## ARTICLE:
↓↓↓
Dollars grow 2% in two weeks, says study

All about the Benjamins?

Speaking with The Reg, Shashi Seth, Yahoo!'s senior vice president of search and a former search product leader at Google, has argued that his former employer opted for the Instant method in an effort to generate more revenue. "Do I really need new search results for each character I key in?" he asked.

But Google is adamant that Instant is solely an effort to improve user experience. "Many of you guys speculated that we launched Instant to make more money. Well, let me tell you that's simply not the case," Google senior VP Jonathan Rosenberg told reporters and analysts during the company's latest earnings call. "We launched Instant because it's so much better for the user."

He went on to say that its impact on revenue has been "very minimal" and that "from a resource standpoint, it's actually pretty expensive" — meaning Google spends more serving up all those extra pages. It's likely true that there's an added cost, but it's unclear how high this actually is. Google has also said that it has introduced new technologies that reduce the strain the service might put on its back end. Servers now keep track of what data the browser already has and what data is already being gathered on some other server, the company says, and it has somehow improved its caching system.
↑↑↑
## DATA PROVIDED:
↓↓↓
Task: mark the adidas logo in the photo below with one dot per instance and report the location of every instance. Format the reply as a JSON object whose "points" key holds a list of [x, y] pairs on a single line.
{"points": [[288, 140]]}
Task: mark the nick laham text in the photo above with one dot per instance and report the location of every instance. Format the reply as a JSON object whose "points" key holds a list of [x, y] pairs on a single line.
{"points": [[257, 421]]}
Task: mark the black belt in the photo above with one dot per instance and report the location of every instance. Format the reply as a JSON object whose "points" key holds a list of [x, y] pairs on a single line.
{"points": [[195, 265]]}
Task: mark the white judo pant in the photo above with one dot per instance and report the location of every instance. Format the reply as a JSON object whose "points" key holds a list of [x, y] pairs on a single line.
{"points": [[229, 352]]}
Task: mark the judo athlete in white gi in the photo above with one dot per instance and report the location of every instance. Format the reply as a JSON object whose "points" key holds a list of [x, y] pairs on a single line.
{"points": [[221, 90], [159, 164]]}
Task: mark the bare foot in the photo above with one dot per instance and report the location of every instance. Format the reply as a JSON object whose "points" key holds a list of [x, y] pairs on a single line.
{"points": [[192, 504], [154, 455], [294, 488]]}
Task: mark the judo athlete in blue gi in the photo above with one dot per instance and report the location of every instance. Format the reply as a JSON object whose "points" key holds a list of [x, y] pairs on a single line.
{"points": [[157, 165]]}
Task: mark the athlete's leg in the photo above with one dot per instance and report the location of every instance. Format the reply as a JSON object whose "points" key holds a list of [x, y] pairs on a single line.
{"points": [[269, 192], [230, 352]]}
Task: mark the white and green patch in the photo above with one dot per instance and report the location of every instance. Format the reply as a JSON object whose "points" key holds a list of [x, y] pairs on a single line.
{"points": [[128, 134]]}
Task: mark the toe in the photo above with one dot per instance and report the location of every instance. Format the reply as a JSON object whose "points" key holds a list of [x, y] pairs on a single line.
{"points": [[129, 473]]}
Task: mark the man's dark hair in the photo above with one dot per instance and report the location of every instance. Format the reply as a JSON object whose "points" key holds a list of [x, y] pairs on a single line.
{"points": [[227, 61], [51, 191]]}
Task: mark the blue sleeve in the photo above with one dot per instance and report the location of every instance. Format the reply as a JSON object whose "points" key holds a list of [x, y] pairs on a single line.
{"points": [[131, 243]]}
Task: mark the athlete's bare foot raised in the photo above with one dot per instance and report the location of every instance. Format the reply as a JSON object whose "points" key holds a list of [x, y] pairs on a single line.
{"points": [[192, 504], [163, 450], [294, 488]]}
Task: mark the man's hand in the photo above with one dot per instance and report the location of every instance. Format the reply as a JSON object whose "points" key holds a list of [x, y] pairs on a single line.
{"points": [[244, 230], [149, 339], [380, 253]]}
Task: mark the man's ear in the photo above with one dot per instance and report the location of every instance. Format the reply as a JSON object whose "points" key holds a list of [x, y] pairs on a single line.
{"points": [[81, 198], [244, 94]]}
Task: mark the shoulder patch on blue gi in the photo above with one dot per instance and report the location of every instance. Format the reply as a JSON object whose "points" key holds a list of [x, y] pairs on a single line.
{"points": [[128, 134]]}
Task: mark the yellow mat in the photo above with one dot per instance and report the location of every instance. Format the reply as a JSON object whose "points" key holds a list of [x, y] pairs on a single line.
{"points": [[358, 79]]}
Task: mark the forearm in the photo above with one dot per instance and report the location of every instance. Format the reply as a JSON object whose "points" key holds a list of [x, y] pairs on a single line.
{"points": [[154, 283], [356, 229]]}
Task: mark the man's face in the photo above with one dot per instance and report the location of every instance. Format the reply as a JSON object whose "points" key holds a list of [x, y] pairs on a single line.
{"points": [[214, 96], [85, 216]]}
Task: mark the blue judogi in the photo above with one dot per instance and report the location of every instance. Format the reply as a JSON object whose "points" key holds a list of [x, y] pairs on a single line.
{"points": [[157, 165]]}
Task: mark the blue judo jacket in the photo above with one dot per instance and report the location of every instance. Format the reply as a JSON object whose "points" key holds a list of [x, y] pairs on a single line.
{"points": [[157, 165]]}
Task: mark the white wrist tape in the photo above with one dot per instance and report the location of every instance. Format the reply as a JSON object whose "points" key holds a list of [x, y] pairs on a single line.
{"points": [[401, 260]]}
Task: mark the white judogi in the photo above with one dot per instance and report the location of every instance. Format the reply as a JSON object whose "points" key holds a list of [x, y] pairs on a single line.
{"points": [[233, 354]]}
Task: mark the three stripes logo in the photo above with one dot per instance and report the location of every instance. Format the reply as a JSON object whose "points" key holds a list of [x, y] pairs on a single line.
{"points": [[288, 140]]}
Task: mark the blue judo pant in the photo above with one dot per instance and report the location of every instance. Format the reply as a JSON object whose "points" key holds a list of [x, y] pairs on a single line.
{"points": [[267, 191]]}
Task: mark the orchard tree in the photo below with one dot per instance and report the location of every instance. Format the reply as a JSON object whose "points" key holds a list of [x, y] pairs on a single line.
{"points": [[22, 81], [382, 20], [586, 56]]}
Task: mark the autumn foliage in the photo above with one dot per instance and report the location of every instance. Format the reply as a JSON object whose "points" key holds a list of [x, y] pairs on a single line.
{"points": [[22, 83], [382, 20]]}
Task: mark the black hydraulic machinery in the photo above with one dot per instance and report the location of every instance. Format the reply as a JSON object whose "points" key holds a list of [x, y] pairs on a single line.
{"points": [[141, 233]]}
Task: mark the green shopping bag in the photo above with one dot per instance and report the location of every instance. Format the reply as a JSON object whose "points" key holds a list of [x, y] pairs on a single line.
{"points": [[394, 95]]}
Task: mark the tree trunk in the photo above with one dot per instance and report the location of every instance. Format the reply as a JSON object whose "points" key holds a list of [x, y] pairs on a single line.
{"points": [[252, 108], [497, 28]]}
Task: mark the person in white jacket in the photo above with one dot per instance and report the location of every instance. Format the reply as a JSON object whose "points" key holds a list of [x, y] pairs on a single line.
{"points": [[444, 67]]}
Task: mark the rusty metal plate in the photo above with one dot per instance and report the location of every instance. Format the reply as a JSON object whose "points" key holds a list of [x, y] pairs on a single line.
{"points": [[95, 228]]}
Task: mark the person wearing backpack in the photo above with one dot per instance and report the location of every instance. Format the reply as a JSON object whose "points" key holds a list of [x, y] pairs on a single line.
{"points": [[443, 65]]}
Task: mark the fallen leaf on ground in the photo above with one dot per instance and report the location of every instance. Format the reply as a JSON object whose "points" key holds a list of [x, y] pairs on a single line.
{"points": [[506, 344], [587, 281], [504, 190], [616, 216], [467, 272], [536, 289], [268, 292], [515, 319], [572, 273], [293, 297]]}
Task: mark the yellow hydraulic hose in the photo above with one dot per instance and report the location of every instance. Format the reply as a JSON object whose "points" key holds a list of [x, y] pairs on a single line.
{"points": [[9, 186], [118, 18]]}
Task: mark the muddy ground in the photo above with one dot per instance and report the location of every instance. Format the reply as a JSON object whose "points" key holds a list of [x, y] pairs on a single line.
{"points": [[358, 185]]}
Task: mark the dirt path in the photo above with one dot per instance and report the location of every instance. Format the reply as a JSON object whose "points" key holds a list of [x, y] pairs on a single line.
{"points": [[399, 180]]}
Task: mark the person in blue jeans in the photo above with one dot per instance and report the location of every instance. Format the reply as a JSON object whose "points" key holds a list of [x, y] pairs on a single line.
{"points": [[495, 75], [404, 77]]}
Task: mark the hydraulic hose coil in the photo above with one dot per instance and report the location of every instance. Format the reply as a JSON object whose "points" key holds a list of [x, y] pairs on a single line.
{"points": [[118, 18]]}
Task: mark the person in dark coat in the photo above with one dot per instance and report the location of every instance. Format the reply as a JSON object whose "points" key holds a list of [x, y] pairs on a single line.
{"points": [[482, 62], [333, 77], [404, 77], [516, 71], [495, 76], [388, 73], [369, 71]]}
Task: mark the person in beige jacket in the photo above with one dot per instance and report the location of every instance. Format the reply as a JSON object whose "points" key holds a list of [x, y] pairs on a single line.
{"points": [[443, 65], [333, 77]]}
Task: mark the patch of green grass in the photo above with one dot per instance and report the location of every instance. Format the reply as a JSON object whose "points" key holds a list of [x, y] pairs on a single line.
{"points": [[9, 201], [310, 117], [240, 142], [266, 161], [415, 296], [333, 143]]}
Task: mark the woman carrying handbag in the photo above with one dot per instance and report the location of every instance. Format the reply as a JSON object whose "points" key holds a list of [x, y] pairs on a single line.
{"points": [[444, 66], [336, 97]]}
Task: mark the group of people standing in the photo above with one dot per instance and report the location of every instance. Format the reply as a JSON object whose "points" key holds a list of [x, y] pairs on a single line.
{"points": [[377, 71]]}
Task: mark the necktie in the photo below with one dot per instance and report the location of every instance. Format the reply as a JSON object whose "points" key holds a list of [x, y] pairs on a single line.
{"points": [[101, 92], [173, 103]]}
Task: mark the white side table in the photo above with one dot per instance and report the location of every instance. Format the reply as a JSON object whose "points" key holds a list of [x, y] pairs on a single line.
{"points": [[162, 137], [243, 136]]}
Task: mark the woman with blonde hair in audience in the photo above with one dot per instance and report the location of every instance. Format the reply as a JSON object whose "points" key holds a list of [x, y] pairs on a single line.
↑↑↑
## GIVEN INSTRUCTION A:
According to the Google Instant article, what position does Shashi Seth hold at Yahoo!?
## GIVEN INSTRUCTION B:
Reproduce word for word everything in the Google Instant article from "He went on to" down to "its caching system.".
Answer from the Google Instant article alone.

## EXERCISE RESULT A:
Senior vice president of search.

## EXERCISE RESULT B:
He went on to say that its impact on revenue has been "very minimal" and that "from a resource standpoint, it's actually pretty expensive" — meaning Google spends more serving up all those extra pages. It's likely true that there's an added cost, but it's unclear how high this actually is. Google has also said that it has introduced new technologies that reduce the strain the service might put on its back end. Servers now keep track of what data the browser already has and what data is already being gathered on some other server, the company says, and it has somehow improved its caching system.